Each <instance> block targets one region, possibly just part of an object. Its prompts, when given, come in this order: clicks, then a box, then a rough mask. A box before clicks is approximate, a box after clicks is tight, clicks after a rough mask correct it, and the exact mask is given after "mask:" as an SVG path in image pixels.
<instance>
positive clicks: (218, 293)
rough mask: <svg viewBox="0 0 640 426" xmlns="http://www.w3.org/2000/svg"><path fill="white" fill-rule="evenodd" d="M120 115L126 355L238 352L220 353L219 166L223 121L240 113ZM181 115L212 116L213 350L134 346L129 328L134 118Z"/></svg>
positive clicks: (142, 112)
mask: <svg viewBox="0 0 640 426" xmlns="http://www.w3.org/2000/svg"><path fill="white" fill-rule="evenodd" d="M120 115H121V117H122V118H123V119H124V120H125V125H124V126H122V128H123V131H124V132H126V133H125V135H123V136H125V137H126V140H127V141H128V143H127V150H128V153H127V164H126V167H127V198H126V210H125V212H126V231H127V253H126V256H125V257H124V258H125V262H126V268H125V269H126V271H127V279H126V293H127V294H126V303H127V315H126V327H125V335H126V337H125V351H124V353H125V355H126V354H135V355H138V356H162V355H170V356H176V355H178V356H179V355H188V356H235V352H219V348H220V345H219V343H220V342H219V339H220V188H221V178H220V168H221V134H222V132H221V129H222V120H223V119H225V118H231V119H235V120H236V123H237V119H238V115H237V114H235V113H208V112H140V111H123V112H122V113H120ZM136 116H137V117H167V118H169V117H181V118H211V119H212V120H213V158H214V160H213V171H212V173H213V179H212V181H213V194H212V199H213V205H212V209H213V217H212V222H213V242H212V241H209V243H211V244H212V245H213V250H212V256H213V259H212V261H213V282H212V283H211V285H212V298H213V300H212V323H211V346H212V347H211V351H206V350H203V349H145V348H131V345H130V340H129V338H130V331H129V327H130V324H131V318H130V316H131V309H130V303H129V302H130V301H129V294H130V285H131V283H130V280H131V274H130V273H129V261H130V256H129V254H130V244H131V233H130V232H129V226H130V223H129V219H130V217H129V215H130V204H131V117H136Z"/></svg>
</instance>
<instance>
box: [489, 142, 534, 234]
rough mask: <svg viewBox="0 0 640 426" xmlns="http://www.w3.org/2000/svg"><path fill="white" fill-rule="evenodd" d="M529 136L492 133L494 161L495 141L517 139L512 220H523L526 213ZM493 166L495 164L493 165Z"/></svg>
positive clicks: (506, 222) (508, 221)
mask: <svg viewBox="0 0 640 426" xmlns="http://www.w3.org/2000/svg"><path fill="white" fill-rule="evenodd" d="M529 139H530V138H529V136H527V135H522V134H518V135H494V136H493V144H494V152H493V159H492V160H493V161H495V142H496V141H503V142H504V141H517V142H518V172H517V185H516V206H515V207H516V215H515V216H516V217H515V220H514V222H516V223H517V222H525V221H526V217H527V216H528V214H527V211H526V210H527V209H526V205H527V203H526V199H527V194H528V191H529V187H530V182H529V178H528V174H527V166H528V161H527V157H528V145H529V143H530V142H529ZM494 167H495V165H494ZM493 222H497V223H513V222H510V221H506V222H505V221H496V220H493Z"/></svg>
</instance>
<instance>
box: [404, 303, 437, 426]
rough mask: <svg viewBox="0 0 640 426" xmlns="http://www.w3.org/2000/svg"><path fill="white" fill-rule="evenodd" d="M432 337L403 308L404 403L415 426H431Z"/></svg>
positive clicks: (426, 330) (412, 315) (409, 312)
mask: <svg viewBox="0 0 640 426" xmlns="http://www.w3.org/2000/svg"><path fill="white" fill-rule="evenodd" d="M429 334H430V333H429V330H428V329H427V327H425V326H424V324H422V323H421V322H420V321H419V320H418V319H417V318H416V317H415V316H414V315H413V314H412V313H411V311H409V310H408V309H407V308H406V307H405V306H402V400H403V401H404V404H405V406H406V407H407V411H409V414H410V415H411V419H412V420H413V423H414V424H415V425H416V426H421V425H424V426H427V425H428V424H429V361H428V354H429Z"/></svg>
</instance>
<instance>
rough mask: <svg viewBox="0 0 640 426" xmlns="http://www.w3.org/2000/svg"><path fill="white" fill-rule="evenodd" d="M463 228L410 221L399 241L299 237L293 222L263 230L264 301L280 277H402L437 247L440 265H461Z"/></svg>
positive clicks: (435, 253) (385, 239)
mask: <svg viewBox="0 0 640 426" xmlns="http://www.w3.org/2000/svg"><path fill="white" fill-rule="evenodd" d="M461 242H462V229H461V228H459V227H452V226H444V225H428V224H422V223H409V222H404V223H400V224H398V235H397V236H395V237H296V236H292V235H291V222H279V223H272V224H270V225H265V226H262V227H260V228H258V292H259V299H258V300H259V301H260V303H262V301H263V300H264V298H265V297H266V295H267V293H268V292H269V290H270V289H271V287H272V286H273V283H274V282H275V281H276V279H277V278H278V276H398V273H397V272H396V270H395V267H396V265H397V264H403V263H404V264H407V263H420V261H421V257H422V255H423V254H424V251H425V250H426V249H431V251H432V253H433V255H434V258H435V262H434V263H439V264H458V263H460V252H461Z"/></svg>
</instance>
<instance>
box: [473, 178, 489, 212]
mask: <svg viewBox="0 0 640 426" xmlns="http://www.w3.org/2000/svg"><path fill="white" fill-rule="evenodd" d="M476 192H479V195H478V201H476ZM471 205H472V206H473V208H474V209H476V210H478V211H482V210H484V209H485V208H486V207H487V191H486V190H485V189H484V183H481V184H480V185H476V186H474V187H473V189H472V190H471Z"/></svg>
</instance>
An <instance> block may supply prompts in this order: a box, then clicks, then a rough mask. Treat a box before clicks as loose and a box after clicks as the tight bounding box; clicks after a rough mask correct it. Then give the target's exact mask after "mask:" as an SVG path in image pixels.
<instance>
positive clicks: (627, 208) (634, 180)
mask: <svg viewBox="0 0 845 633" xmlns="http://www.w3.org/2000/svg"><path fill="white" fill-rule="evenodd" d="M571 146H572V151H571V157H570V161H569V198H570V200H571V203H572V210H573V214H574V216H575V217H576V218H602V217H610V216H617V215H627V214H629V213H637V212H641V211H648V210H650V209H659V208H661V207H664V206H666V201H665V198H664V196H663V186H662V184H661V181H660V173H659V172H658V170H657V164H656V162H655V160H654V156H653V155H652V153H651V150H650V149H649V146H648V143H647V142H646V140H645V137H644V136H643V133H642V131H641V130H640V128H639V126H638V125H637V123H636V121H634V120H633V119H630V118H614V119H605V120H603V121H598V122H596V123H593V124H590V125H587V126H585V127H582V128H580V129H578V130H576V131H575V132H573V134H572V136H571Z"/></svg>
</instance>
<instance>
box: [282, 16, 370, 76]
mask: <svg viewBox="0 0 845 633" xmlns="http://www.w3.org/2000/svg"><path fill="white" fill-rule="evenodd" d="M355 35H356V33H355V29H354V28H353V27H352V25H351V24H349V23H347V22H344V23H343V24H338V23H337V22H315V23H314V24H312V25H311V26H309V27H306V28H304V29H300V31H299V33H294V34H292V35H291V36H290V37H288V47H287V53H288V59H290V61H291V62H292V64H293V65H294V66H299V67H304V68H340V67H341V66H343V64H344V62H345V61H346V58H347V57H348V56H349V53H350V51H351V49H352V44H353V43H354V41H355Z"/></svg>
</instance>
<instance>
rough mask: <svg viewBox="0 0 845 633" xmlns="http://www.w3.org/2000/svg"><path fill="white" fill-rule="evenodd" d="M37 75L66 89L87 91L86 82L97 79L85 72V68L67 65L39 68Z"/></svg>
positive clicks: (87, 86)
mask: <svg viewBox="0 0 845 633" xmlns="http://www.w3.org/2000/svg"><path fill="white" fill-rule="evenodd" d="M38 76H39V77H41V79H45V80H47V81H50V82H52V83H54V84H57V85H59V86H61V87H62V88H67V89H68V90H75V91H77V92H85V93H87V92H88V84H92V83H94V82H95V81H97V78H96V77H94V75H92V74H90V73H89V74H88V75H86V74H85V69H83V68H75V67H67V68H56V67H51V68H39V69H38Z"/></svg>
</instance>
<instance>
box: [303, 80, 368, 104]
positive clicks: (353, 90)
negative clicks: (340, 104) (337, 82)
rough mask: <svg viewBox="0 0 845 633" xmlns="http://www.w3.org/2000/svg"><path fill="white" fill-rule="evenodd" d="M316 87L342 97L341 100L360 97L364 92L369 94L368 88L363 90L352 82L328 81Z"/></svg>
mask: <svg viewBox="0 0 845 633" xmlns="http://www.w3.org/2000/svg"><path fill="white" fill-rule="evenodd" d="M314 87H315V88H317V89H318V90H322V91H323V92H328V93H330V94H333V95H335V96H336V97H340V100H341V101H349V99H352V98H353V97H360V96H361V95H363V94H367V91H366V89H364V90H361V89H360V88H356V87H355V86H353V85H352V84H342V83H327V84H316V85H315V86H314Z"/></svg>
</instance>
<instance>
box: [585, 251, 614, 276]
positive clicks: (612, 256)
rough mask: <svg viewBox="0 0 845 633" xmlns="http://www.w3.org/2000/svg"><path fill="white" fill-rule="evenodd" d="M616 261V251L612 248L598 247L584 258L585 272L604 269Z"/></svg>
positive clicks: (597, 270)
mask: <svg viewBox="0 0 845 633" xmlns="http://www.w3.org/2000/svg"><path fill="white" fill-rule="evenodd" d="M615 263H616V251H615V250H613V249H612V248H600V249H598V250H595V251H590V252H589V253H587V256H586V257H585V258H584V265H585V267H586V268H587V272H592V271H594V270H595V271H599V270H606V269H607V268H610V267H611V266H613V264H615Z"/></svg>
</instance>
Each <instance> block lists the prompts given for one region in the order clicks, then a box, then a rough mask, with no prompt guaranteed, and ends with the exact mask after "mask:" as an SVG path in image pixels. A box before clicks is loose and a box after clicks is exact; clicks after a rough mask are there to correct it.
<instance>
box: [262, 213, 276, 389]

#####

TASK REQUIREMENTS -> In the entries above, find the line holding "positive clicks: (353, 90)" and the line holding "261V251L612 248L598 247L584"; print both of them and every line between, exactly, and nothing else.

ANSWER TO THE EXERCISE ->
positive clicks: (353, 90)
negative clicks: (340, 104) (337, 82)
rough mask: <svg viewBox="0 0 845 633" xmlns="http://www.w3.org/2000/svg"><path fill="white" fill-rule="evenodd" d="M316 87L342 97L341 100L360 97L364 92L369 94L368 88L363 90L352 82L328 81Z"/></svg>
mask: <svg viewBox="0 0 845 633" xmlns="http://www.w3.org/2000/svg"><path fill="white" fill-rule="evenodd" d="M314 87H315V88H317V89H318V90H322V91H323V92H328V93H330V94H333V95H335V96H336V97H340V100H341V101H349V99H352V98H353V97H360V96H361V95H363V94H367V91H366V89H364V90H361V89H360V88H356V87H355V86H353V85H352V84H342V83H327V84H316V85H315V86H314Z"/></svg>
</instance>
<instance>
box: [585, 251, 614, 276]
positive clicks: (612, 256)
rough mask: <svg viewBox="0 0 845 633" xmlns="http://www.w3.org/2000/svg"><path fill="white" fill-rule="evenodd" d="M616 261V251L612 248L598 247L584 258L585 272L604 269Z"/></svg>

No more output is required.